Could you convert the data from the line containing "Task: Where can the man's" through the end into a two-column CSV headed input and output, with each row holding the text that starts at a "Task:" line and the answer that follows it, every field quoted and line breaks turned into spaces?

──────── INPUT DATA ────────

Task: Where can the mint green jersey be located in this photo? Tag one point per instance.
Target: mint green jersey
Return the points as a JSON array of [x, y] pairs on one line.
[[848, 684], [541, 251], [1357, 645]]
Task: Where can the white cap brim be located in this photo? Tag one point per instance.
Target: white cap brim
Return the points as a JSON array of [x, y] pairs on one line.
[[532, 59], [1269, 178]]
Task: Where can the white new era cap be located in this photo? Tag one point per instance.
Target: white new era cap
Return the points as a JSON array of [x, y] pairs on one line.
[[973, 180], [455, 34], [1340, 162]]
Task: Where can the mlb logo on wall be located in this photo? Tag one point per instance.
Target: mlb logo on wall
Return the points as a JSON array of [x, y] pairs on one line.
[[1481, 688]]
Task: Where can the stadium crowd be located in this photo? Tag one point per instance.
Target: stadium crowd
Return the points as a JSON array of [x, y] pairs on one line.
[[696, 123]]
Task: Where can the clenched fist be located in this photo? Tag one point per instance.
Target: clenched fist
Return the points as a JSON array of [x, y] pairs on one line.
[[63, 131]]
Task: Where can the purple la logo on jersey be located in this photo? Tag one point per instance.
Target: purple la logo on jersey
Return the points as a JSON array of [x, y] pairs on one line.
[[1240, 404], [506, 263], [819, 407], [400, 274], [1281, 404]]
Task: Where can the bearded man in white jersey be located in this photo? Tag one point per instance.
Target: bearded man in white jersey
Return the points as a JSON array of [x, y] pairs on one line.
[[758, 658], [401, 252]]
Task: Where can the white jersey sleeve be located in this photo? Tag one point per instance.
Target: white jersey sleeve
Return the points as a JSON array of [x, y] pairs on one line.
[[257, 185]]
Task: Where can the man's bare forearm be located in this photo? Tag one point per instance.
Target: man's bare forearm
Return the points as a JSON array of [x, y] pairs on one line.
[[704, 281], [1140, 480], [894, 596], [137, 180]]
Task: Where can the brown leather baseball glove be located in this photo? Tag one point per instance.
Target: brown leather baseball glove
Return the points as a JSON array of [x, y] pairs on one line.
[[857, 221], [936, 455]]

────────

OUTPUT FOR THIS EXERCISE:
input,output
"Task: Where can the man's bare forearm be located in this photo? Tag one point per instance. Target: man's bare forearm Return the points as a JSON array of [x, y] pairs on one line.","[[704, 281], [1140, 480], [894, 596], [137, 180]]"
"Task: Where can the brown leather baseball glove be located in this photo? Tag one point per instance. Target: brown leather baseball glove Return the points as a JSON array of [x, y] pairs on one line.","[[857, 221], [936, 455]]"